→ **Task objective**
Translate this sentence from the discussion of old TV shows into Spanish: "I wasn't complaining, I was making an observation."

→ **Text block**
---
Did I say that the show was garish? I said that the TV season was.

You said the show would've been better off if it hadn't aired in that season. That suggests that you're positing a causal relationship between the season and the show's content. If you didn't think the show reflected its season, then what were you even complaining about?

In any case, my point was that the show's existence proves that it's an oversimplification to claim the entire season was "garish." Yes, a number of notable shows in that season embraced a vivid color palette to show off color TV, but TGH shows that not all of them did. If it existed, then other relatively muted shows probably did too.
 
I wasn't complaining, I was making an observation. It did not seem to me like a good time for that show to have been made. It might have worked better in another era of TV, forward or backward. It got canceled after one season, so clearly it wasn't something that TV audiences of that moment responded well to. I have nothing more to say about this because I have no interest in falling any further into the rabbit hole of endless, unresolvable point-by-point argument.
 
I watch The Dick Van Dyke Show on Sunday nights, and they just showed "There's No Sale Like Wholesale." Peter Brocco (Organian #2, Errand of Mercy) plays a coat factory employee who thinks Rob is gay. I spotted him instantly, but it took me a while to place him as a Star Trek guy.
 
Warren Stevens is playing a reporter on the current episode of Route 66 Decades TV binge. It's one of the episodes that George Maharis missed while in the hospital recovering from hepatitis. His replacement, Glenn Corbett should be showing up in a few episodes.
---
Point location data
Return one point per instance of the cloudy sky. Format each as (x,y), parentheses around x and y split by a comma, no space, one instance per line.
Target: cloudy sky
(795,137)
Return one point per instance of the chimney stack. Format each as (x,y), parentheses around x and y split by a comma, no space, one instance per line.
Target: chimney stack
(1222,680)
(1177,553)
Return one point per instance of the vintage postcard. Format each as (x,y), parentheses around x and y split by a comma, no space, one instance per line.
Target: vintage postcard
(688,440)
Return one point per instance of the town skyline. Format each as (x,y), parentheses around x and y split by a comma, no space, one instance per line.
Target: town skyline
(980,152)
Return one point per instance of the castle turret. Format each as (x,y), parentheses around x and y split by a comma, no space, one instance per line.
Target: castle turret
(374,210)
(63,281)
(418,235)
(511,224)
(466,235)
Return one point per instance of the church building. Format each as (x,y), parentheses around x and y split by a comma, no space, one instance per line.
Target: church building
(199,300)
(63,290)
---
→ **Answer**
No me estaba quejando, estaba haciendo una observación.